> DIRECTIONS
Lines with "locate": please show every one of them from the listing below.

> GIVEN ENTRIES
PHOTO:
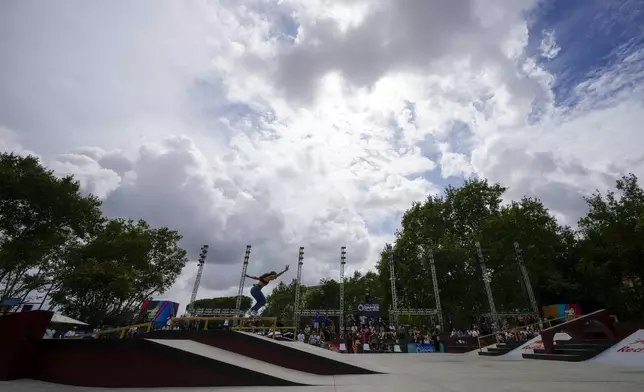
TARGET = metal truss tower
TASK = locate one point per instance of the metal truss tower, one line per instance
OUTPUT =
* * *
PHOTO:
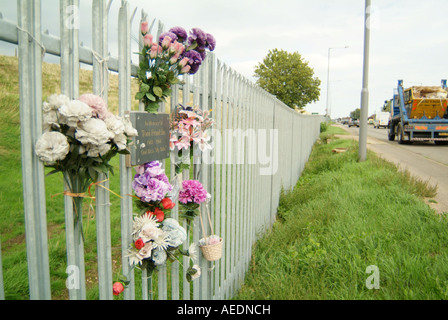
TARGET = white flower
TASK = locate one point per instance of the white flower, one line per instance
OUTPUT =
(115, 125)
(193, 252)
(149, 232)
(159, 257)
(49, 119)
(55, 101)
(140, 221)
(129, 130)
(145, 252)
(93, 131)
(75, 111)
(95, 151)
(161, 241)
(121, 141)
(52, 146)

> RESULT OF THIS TASK
TASK = locate one point per instance of the metal truss tower, one line per instance
TASK = locate one point per instance of the white flower, one line per instance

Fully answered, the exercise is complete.